Your objective — Arrange the stretch of lines below, from the one containing "Every <instance> block" through the one containing "box: [26, 5, 71, 39]", into a numbered list, leaving out any blank lines.

Material for this task —
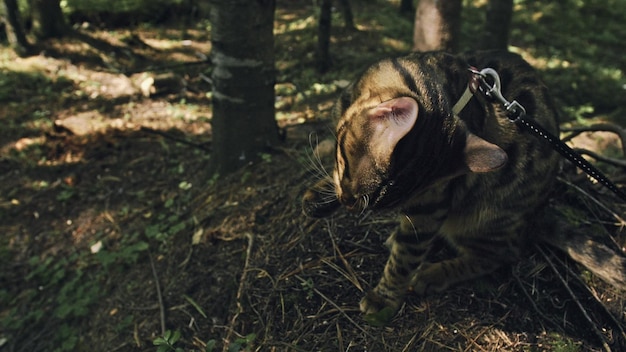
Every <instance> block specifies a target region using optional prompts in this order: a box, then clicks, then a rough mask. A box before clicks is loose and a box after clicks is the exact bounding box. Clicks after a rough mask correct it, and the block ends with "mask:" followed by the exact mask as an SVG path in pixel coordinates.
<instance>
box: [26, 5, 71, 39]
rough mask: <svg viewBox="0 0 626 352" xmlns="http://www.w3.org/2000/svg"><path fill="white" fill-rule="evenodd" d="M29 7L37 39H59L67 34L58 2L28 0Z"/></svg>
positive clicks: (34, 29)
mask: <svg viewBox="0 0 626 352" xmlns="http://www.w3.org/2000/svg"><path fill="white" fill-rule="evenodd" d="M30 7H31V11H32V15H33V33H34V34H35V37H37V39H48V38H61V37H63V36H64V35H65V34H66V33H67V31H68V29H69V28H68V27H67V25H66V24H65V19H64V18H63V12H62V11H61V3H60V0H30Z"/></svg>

---

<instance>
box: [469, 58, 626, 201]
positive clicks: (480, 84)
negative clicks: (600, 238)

Written reply —
1. Every <instance> block specifies a target region using optional prompts in this order: a box, then clicks, then a rough mask. A box before clicks is loose and a box after clicks is the exact bounding box. Clicks after a rough mask correct it, and the block ends with "mask:" followed by the exact mask as an SVG path in pixel coordinates.
2. <instance>
3. box: [26, 5, 71, 39]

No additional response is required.